━━ ROWS ━━

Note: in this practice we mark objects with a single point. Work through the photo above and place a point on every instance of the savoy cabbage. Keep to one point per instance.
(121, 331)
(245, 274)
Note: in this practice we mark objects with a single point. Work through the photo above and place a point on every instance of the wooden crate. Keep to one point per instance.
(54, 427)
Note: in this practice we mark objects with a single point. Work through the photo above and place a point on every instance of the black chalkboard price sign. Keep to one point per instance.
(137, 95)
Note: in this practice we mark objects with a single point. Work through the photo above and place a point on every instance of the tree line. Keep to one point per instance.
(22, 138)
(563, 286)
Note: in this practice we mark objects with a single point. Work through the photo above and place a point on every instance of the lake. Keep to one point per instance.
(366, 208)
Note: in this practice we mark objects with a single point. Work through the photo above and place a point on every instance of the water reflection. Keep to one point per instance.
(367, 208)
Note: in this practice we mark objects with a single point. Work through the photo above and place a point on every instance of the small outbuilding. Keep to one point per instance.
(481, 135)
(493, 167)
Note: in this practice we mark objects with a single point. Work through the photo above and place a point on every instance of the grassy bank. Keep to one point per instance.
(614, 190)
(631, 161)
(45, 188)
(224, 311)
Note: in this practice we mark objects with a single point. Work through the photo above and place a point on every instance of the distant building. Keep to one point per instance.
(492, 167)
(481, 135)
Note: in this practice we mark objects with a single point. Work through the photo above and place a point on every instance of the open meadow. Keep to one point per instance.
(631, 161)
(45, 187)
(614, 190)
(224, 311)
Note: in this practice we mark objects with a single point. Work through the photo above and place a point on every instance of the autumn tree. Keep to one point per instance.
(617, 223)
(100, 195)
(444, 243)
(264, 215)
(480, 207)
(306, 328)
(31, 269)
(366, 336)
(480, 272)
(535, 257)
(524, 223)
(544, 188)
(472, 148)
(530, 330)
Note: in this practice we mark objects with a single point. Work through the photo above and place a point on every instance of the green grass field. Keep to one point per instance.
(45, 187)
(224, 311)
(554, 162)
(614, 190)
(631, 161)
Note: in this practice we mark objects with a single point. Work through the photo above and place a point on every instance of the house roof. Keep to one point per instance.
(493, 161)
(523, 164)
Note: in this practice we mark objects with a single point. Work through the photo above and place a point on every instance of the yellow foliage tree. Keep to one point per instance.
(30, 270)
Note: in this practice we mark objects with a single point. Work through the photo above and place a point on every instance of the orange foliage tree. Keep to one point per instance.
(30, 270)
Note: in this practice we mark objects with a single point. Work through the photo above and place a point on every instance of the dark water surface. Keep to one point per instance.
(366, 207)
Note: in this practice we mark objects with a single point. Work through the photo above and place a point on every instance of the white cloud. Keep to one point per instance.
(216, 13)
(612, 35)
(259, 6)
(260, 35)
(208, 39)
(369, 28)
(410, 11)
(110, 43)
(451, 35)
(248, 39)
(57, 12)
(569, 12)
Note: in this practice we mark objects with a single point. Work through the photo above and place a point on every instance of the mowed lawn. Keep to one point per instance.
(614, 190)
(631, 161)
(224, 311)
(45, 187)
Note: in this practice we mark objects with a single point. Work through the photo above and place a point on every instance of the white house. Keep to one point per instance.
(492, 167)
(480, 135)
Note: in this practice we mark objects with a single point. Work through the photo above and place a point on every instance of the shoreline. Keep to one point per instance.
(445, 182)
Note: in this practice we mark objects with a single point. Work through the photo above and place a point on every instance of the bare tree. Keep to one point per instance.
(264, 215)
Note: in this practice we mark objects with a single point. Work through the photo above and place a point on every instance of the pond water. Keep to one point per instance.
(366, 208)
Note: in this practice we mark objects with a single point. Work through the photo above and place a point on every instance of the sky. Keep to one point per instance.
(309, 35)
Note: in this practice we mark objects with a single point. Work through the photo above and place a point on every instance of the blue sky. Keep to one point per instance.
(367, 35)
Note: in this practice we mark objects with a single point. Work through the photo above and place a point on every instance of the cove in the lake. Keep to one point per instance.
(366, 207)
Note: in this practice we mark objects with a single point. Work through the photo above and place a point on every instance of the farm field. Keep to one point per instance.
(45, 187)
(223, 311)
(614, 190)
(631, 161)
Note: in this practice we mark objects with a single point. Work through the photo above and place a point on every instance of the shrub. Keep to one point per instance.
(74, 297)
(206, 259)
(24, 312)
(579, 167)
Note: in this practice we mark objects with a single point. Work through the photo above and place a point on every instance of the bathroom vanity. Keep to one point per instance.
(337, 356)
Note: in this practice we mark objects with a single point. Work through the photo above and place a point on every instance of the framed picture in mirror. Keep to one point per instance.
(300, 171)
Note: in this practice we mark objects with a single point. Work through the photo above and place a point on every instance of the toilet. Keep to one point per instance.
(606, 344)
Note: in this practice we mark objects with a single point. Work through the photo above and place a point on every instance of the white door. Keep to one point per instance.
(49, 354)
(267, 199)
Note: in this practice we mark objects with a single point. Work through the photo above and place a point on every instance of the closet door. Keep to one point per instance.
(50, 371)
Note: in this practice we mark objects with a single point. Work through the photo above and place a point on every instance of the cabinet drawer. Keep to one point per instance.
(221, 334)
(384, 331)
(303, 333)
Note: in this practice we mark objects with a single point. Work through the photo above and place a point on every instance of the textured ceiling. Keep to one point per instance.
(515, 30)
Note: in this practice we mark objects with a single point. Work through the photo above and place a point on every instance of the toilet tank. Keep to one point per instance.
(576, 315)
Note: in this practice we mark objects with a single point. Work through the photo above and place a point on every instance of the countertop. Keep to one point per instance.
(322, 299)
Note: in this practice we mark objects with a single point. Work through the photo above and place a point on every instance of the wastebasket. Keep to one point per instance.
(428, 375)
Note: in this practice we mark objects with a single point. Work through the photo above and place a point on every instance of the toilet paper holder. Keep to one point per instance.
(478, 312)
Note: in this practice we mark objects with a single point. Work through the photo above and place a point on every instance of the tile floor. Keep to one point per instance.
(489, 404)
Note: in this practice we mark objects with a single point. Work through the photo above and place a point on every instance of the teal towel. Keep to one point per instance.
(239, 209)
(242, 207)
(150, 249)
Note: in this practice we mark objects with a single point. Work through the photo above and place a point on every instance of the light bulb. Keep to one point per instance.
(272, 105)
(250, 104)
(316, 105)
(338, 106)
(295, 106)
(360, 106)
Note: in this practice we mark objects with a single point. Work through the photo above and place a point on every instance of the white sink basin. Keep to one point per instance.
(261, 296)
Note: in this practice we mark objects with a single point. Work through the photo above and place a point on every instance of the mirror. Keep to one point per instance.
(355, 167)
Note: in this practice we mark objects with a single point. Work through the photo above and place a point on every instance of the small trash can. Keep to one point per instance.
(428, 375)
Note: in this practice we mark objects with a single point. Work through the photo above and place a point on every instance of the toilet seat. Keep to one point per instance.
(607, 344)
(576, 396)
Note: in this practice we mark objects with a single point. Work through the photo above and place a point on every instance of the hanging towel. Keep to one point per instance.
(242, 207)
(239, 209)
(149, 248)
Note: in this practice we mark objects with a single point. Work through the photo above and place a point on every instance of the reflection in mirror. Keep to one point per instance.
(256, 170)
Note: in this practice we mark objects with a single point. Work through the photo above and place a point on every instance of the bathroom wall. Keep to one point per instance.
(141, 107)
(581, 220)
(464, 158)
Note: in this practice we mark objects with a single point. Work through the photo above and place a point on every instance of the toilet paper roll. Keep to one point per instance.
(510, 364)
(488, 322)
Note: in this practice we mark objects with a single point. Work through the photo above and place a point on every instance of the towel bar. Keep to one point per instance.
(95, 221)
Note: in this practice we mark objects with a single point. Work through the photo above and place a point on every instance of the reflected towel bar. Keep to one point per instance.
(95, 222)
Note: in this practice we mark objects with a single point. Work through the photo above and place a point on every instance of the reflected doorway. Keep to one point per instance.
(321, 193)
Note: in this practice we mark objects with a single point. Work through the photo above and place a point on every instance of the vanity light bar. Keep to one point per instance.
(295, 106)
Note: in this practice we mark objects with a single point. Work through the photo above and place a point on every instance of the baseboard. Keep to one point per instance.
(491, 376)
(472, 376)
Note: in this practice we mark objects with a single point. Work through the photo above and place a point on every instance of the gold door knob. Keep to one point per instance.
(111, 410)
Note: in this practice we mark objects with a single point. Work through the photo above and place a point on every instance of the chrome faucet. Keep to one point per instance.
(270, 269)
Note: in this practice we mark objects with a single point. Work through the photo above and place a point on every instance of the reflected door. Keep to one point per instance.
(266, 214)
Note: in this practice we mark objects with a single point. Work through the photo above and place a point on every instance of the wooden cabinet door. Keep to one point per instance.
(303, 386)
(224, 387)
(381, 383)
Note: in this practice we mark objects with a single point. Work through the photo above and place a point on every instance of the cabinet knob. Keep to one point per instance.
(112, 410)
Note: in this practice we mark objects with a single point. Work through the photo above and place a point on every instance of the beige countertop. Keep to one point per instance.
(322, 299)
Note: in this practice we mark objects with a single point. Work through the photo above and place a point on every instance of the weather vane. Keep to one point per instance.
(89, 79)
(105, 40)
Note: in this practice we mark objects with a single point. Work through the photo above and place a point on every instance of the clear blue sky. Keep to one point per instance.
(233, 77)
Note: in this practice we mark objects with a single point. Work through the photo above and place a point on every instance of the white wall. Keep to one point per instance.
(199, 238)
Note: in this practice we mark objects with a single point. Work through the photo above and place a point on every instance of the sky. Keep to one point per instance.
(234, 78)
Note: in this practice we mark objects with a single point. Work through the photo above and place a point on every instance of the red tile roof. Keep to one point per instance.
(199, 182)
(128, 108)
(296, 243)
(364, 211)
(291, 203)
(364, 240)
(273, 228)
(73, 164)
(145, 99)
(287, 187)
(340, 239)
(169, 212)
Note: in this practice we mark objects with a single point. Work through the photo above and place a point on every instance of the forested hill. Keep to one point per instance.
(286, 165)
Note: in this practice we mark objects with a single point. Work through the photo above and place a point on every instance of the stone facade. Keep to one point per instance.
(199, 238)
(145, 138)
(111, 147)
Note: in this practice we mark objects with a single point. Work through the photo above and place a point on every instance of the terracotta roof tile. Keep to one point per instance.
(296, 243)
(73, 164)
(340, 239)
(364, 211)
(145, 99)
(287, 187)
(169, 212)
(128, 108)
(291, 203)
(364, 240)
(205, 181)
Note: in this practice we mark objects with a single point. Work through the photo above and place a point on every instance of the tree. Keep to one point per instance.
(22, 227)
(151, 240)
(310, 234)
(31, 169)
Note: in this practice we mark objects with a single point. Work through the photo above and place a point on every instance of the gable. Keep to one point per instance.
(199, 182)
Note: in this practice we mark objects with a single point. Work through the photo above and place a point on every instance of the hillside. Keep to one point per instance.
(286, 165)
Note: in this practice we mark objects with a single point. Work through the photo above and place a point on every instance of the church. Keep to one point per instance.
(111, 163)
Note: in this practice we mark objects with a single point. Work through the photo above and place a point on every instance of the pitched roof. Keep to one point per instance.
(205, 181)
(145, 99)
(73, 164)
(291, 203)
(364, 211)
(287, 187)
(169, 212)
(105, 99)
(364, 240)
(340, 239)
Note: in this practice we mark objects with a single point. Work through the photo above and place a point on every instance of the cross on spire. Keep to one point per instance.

━━━

TASK BRIEF: Extract, verbatim, the lines from the one containing "church. Keep to one point per instance." through the last line of the listing above.

EXERCISE OUTPUT:
Note: in this practice we mark objects with a single point. Work through the photo above and place a point on every instance of the church. Keep to one point per instance.
(111, 163)
Note: in this practice we mark objects with a single point. Work through the photo above and place a point on every instance of the pitched roof. Keep to one point per instance.
(205, 181)
(145, 99)
(73, 164)
(291, 203)
(364, 211)
(287, 187)
(169, 212)
(105, 99)
(364, 240)
(340, 239)
Note: in this practice we mark objects with a single point. Work through the photo above and place a point on every instance of the cross on spire. Keep to one point per instance.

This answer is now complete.